**WORK TO COMPLETE**
Print, exactly as they appear in the listing below, the lines from the line with "Where can you find the pink inner" to the line with "Where can you find the turquoise", with both end lines kept.

**RECORDED INFORMATION**
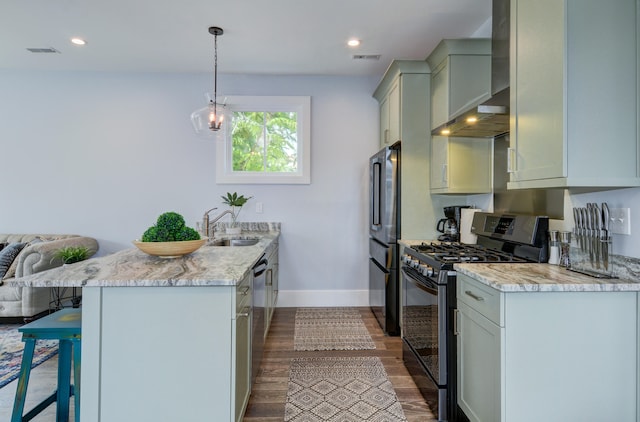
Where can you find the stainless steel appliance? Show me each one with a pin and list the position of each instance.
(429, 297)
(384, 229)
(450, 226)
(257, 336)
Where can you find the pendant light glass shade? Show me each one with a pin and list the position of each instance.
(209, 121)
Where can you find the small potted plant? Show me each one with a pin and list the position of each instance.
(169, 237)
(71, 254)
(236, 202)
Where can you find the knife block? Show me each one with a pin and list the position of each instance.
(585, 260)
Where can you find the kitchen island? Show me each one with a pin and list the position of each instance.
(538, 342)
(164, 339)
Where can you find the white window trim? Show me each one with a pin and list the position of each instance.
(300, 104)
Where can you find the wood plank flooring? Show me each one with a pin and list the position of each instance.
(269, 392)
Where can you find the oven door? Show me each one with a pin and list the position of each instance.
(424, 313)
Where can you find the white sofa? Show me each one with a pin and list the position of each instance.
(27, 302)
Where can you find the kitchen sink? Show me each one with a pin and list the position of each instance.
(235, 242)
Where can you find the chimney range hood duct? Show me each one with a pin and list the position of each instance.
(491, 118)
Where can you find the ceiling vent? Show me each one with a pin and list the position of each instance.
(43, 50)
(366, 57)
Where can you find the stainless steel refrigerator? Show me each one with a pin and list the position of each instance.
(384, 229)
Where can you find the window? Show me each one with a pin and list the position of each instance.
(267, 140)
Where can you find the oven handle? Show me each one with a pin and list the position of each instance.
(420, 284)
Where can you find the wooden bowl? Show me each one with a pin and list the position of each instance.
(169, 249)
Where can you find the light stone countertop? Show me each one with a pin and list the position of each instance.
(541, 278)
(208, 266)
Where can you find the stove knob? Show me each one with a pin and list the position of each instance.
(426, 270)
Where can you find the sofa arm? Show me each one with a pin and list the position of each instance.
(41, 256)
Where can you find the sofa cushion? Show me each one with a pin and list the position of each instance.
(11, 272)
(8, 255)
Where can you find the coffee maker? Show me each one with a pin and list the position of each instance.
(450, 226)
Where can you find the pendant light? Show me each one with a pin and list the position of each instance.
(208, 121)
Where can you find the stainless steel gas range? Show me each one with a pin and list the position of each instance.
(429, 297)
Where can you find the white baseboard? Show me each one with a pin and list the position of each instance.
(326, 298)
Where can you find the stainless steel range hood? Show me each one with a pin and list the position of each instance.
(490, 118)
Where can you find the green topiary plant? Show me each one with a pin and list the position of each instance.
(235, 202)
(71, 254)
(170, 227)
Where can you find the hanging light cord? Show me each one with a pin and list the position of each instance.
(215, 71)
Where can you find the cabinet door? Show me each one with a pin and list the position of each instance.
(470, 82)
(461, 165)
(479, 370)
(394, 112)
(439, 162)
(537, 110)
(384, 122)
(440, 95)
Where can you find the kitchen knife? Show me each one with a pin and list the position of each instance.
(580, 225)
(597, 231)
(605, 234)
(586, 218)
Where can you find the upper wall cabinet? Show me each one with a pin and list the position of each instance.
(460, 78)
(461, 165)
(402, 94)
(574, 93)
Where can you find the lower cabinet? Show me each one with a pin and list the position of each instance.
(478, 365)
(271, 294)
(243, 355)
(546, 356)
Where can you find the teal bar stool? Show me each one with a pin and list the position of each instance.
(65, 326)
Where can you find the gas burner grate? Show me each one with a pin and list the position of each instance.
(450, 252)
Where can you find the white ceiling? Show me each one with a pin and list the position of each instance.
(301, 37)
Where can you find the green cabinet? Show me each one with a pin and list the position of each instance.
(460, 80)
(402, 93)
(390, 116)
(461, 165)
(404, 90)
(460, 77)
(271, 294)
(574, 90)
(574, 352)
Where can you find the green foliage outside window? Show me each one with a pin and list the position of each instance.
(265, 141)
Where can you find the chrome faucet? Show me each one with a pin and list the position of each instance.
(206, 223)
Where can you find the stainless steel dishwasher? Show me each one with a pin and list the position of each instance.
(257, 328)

...

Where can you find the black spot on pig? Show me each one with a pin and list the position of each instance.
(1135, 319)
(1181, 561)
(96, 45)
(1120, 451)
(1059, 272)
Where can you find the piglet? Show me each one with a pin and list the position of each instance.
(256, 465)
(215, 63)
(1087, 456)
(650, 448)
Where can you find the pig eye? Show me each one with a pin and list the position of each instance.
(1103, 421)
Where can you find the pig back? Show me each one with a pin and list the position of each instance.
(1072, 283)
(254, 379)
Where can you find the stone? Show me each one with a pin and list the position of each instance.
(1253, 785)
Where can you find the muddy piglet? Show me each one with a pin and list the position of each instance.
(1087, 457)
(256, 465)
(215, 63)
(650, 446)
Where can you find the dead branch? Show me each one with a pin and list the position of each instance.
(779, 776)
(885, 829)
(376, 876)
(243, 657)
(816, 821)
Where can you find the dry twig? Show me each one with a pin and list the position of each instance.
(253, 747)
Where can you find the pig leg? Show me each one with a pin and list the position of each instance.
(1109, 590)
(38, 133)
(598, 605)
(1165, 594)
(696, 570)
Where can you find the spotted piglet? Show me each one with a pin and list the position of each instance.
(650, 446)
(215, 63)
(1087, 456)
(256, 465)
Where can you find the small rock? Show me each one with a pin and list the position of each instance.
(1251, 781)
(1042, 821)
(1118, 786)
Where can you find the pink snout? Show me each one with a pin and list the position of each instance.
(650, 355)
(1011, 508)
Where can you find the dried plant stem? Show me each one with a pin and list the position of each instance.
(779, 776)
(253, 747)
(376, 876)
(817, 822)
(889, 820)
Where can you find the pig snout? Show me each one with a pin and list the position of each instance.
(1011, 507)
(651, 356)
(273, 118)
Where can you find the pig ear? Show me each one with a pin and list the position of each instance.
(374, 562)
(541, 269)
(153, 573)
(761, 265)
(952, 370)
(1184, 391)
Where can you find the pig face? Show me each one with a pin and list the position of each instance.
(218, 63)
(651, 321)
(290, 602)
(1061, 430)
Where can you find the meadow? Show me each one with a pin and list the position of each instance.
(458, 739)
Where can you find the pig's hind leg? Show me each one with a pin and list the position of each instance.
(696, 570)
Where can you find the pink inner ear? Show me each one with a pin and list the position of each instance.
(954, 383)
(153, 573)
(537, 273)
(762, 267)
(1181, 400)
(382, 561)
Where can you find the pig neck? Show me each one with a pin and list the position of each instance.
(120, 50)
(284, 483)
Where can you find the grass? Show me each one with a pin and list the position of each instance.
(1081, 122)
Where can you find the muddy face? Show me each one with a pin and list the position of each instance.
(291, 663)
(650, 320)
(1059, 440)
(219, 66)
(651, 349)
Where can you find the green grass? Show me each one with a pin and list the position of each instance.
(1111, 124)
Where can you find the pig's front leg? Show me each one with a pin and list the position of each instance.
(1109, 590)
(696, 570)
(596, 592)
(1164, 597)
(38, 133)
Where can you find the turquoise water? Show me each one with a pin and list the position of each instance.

**ANSWER TO THIS TASK**
Where can you find the pink inner ear? Show me each one with a pin and list the position of each instance.
(954, 383)
(153, 573)
(537, 273)
(762, 267)
(1181, 400)
(382, 561)
Where can you find the pig neck? Show me each one with a pin and list the position of each instance.
(120, 50)
(284, 483)
Where can you find the grass? Show me each one with a pin and list the position of each instance.
(1081, 122)
Where can you find the muddy face? Show me each one with a pin and list the position of each instance.
(291, 663)
(650, 320)
(1059, 440)
(219, 66)
(651, 349)
Where can you find the green grass? Show me each one with a pin and list the position of each instance.
(1111, 124)
Where can you find the pig's front leg? Show me each one with a pin and list the position of each instance.
(1109, 590)
(696, 570)
(596, 592)
(1164, 597)
(38, 133)
Where can you find the turquoise water? Show me each one with a pin and list the position of each instance.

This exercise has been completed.